* start DOCUMENT SEGMENT *
A family-owned business that traces its Connecticut roots to the 19th Century and formed in its current iteration in the early-1950s has moved into the sprawling, pond-flanked commercial lot at the bottom of Frogtown Road—known for decades to New Canaanites under names such as Kimberly or Frogtown Farms & Nurseries.
Geiger’s Landscape has been serving New Canaan for more than six decades, in a variety of ways: residents have been customers of the business, dozens of New Canaan storefronts for years have had Geiger’s container gardens and plantings out front and, more recently, the company has helped beautify town pocket parks and the Talmadge Hill trail station.
Senior Landscape Architect John Geiger (son of company founder Frank) said New Canaan long has been a key town for the business.
“We’ve never had an office or garden center there in the past, but we’ve been working there and obviously it’s a wonderful community,” Geiger said on a recent afternoon during an interview at his Westport headquarters. “And when the Frogtown Nursery came up, we said, ‘What an opportunity to have an business in New Canaan.’ ”
With a physical location in New Canaan and focus on landscape architecture, design, construction and property care, including organic options—in part because, though the Frogtown Road space is a retail nursery and garden center, that part of the industry has become increasingly challenging from a business perspective—Geiger said the company is eager to support the local community.
* end DOCUMENT SEGMENT *
* start ITEMS *
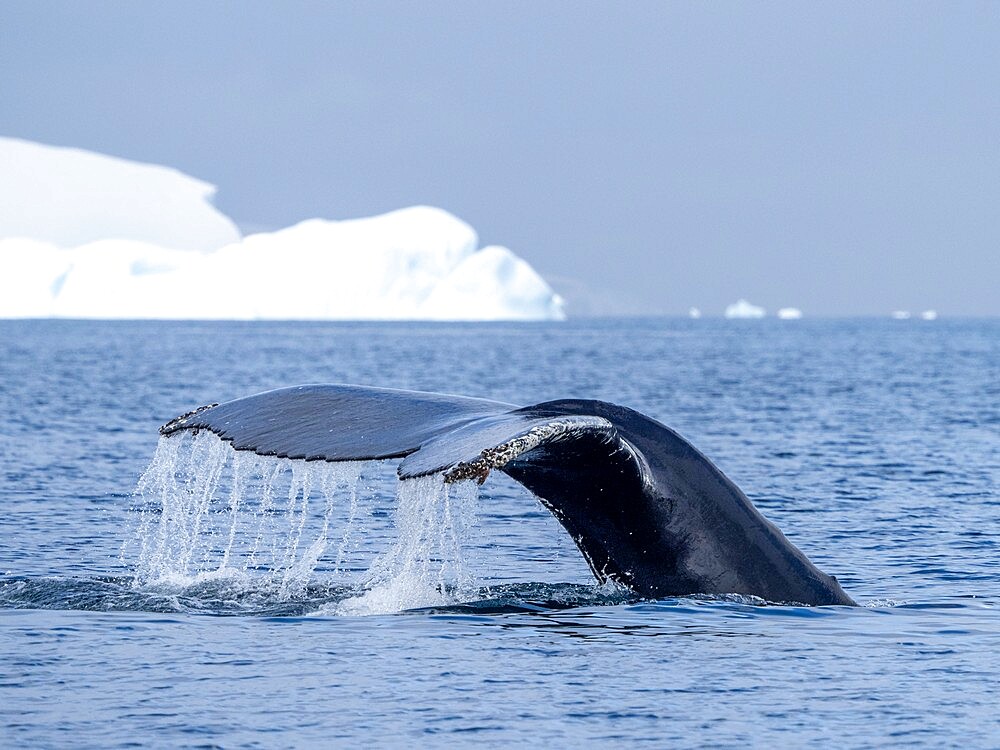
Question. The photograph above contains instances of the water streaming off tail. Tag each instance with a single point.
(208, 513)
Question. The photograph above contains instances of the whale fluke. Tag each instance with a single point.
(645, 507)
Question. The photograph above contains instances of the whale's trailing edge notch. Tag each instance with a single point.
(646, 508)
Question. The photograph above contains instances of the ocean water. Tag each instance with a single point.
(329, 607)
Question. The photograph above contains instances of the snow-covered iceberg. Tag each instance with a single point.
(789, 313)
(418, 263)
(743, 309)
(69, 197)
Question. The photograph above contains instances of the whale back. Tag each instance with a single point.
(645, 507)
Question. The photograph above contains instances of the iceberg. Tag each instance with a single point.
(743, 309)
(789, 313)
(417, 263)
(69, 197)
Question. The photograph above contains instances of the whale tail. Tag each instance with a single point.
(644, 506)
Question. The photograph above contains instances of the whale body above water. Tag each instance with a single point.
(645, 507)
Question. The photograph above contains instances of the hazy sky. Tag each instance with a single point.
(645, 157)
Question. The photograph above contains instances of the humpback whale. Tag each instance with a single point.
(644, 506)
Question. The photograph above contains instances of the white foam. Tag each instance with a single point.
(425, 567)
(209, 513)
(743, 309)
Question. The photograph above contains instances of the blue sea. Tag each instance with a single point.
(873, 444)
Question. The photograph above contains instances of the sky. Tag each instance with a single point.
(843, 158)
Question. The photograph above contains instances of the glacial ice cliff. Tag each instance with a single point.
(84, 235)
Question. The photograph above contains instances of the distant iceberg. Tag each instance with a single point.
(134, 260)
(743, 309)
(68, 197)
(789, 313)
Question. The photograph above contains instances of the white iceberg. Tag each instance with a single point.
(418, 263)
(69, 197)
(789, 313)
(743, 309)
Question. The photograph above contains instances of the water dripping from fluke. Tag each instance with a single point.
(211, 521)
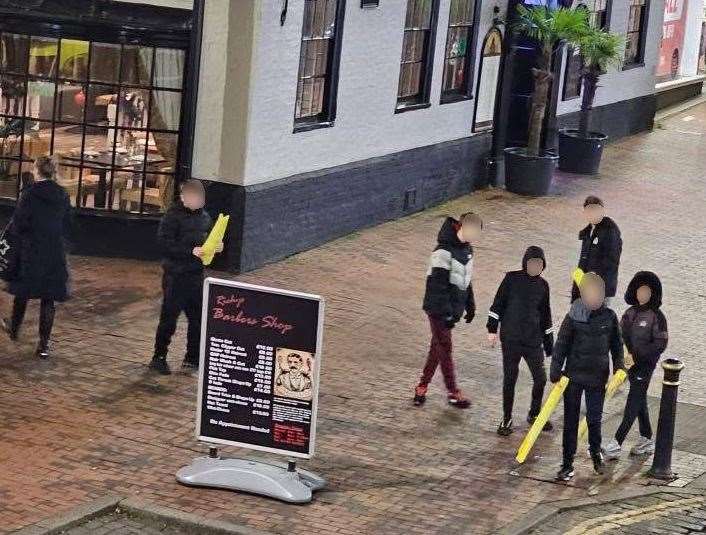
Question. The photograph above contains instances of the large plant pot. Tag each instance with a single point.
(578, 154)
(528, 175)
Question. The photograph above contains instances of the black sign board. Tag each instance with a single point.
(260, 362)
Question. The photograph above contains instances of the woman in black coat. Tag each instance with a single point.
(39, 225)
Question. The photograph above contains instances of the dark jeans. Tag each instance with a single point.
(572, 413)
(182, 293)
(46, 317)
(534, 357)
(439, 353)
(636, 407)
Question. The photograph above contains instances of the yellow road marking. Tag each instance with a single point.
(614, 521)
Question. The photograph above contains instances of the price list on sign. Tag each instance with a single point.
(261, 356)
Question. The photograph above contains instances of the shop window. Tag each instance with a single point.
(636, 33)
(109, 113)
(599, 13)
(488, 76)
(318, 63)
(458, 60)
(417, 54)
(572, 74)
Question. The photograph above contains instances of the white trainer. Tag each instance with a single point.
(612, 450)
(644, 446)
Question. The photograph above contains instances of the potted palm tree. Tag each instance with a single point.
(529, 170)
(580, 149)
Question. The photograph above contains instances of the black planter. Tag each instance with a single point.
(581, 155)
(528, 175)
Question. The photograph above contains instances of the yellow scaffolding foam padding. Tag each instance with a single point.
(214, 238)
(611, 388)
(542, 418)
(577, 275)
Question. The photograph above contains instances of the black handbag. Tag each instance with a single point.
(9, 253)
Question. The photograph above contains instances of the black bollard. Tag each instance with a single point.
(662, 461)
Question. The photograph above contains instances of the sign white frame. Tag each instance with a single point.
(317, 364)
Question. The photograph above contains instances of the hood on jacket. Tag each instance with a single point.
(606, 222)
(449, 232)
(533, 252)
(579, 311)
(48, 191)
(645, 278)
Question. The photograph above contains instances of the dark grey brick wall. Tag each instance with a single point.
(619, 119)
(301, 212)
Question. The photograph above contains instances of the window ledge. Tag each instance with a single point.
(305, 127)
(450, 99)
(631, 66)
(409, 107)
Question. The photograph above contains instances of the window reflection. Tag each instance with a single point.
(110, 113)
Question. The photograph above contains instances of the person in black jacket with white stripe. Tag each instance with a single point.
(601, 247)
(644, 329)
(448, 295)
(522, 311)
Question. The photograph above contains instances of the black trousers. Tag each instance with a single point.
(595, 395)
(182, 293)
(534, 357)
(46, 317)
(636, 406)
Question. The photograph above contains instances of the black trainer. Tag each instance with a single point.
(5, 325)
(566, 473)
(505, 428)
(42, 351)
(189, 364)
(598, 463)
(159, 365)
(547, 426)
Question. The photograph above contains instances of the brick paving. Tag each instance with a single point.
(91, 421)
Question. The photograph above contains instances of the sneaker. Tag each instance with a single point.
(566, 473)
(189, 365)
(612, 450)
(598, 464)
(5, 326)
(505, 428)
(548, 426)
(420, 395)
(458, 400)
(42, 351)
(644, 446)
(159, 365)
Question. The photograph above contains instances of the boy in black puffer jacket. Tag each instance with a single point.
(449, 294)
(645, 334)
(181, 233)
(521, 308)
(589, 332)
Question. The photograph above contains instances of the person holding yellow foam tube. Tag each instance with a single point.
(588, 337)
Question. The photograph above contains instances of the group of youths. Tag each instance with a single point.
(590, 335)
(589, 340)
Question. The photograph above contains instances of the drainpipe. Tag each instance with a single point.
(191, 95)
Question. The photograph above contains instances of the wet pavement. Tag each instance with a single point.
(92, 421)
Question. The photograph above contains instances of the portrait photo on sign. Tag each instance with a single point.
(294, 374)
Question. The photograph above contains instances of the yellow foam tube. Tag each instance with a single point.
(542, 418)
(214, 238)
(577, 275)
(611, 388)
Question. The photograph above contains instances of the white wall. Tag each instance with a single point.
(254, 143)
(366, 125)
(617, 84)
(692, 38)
* end ITEMS *
◆ **TO DO**: Rewrite the stretch from "With a physical" through "the local community." in the Geiger's Landscape article, putting "wholesale nursery" in place of "retail nursery". Rely solely on the Geiger's Landscape article for this.

◆ **ANSWER TO THE PROBLEM**:
With a physical location in New Canaan and focus on landscape architecture, design, construction and property care, including organic options—in part because, though the Frogtown Road space is a wholesale nursery and garden center, that part of the industry has become increasingly challenging from a business perspective—Geiger said the company is eager to support the local community.